# [Provided records]
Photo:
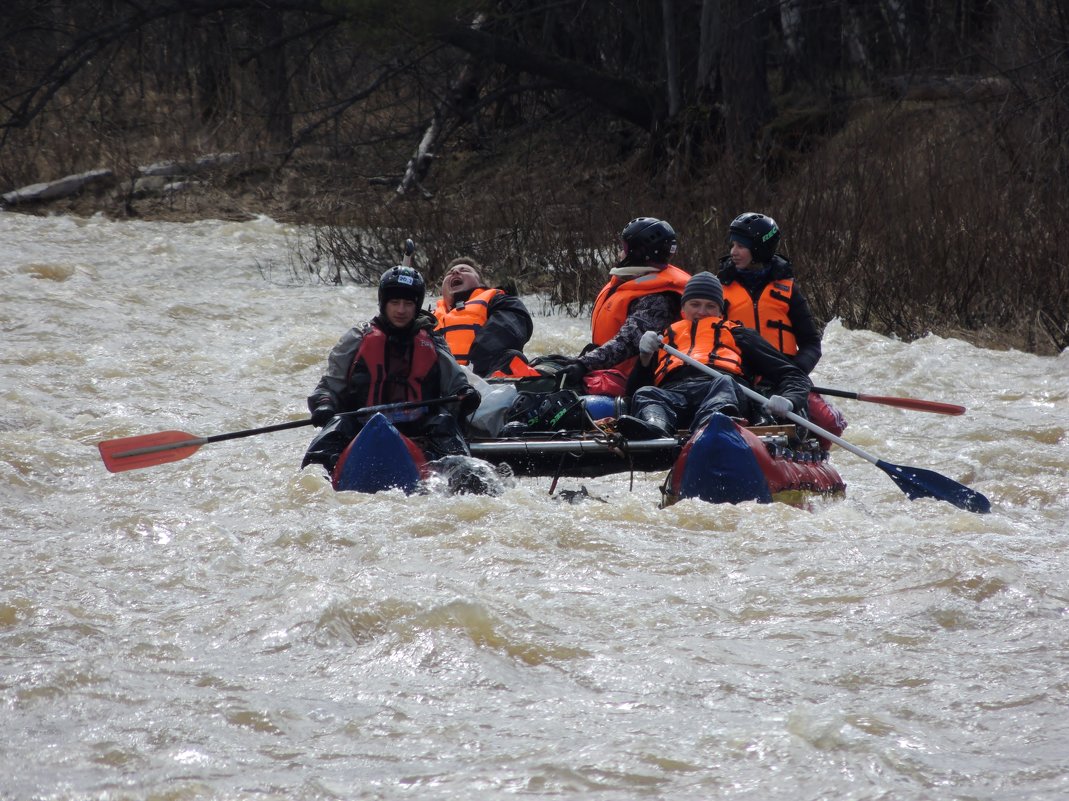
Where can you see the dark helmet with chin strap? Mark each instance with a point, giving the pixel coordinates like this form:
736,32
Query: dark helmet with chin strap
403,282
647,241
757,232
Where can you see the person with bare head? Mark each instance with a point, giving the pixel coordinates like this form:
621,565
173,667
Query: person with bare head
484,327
...
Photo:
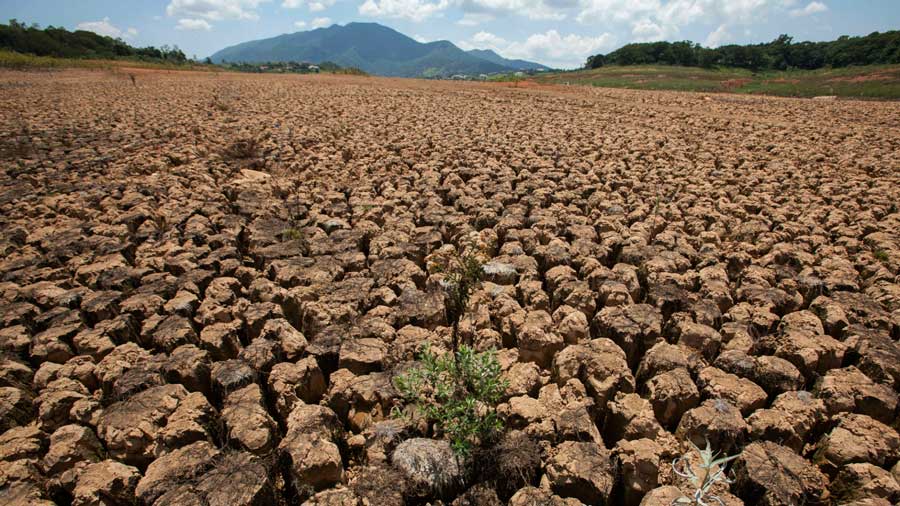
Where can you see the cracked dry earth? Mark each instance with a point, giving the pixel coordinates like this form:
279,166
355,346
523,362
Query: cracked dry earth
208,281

# [Directions for this task]
Display every line of the listing that contains the string "pixel", treating uppercase and lowercase as different.

# [Output below]
Where can you see the dark helmet with chin strap? Mark each instance with a point, giving the pixel coordinates like this form:
Where can you see the person with bare head? Mark each instance with a point, giving the pixel coordinates like this form:
Where can you see the cracked dry earth? Mark each instance with a point, giving the pixel coordinates like this form:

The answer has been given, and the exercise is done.